▸ **Stated task**: Copy out exactly every line from the line containing "Put a point on the pond" until the records below end, inclusive of both boundary lines.
============================================================
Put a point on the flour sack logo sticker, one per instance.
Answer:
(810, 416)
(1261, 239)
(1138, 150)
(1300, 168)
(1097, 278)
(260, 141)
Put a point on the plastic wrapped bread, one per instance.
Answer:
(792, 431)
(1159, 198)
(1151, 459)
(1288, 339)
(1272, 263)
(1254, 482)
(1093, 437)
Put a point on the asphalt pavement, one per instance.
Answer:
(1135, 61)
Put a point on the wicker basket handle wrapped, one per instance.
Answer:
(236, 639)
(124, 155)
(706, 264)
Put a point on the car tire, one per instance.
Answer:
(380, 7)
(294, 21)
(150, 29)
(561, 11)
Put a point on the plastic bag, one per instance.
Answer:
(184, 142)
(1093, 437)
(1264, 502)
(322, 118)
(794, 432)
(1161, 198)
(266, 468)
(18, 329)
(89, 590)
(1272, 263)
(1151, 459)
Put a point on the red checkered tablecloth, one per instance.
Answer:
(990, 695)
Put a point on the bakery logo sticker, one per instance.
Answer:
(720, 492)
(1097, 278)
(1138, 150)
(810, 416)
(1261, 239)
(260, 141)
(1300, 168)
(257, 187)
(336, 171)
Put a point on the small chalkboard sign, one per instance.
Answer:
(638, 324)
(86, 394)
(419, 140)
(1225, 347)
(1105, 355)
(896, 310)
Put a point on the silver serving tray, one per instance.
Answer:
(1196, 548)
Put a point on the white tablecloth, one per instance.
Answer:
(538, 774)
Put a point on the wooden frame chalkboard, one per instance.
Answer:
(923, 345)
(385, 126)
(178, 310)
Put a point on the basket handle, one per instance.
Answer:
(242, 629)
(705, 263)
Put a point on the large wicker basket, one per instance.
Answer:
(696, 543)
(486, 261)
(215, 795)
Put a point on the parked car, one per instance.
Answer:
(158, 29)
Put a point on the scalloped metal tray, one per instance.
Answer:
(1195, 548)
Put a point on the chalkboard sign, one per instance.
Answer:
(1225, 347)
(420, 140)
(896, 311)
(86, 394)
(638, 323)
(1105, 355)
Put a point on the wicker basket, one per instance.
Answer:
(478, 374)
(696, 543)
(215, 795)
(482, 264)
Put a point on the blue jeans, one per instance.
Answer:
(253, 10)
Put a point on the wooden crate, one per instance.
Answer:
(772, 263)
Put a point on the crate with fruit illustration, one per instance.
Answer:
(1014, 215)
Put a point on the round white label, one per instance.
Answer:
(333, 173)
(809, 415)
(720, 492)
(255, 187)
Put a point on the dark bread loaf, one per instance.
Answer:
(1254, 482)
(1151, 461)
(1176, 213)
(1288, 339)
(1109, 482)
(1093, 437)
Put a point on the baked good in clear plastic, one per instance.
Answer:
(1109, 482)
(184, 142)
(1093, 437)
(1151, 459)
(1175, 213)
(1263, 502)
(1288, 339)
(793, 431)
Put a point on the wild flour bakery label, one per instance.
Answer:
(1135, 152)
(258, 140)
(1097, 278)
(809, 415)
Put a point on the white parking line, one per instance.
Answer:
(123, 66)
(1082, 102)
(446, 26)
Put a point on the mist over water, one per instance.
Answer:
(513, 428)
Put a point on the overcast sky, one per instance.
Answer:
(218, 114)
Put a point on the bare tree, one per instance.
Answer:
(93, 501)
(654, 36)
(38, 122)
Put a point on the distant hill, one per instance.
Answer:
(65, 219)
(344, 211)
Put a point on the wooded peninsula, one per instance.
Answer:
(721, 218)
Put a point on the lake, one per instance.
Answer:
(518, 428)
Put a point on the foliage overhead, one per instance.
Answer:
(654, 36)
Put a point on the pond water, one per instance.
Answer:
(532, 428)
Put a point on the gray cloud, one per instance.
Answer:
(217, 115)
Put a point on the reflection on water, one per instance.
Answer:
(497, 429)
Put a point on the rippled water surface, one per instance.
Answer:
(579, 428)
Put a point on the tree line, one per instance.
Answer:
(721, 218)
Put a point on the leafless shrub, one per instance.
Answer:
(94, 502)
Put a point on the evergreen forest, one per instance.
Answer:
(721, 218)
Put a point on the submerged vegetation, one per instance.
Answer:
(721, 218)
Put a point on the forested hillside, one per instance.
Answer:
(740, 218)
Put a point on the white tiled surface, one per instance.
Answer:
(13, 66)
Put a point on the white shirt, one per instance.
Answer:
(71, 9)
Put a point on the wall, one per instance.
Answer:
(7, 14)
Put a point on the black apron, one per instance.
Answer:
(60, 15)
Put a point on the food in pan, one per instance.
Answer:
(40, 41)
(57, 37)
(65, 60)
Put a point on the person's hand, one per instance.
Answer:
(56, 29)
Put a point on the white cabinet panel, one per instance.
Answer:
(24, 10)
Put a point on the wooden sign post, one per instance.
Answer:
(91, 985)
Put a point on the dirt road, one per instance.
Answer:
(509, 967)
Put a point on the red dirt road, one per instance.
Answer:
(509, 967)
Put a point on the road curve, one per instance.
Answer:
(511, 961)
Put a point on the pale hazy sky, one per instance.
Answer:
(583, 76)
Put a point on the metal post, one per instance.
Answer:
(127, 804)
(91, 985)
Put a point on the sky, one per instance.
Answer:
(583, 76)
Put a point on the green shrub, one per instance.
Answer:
============================================================
▸ **Written solution**:
Put a point on the pond water, one per instance.
Answer:
(532, 428)
Put a point on the gray cloud, one per instance.
Answer:
(217, 115)
Put a point on the reflection on water, one per instance.
Answer:
(497, 429)
Put a point on the rippled water surface, one per instance.
Answer:
(579, 428)
Put a point on the tree line, one per instance.
Answer:
(721, 218)
Put a point on the leafless shrub, one per instance.
Answer:
(94, 502)
Put a point on the evergreen forest, one per instance.
Answer:
(721, 218)
Put a point on the submerged vegetation, one per instance.
Answer:
(721, 218)
Put a point on the forested hillside, one per instance.
Answer:
(740, 218)
Put a point on the white tiled surface, one per instance.
Answer:
(13, 66)
Put a point on the white shirt, one per instance.
Answer:
(71, 9)
Put a point on the wall, one per instance.
Answer:
(7, 14)
Put a point on the black apron, one per instance.
Answer:
(60, 15)
Put a point on the food in pan, one per instance.
Answer:
(40, 41)
(57, 37)
(65, 60)
Put a point on the person's hand, one per instance.
Answer:
(56, 29)
Put a point on the white cabinet panel, one per instance.
Answer:
(24, 10)
Put a point on the wooden sign post, one per instance.
Answer:
(91, 985)
Put a point on the dirt road, one per instance.
Answer:
(509, 967)
Put a point on the red dirt road, one per instance.
Answer:
(509, 967)
Put a point on the road curve, one per instance.
Answer:
(511, 961)
Put a point on the pale hazy sky, one per instance.
Answer:
(583, 76)
Put a point on the metal post, one per instance.
Answer:
(127, 804)
(91, 985)
Put a point on the sky, one per instance.
Answer:
(583, 76)
Put a point on the green shrub, one per instance.
Answer:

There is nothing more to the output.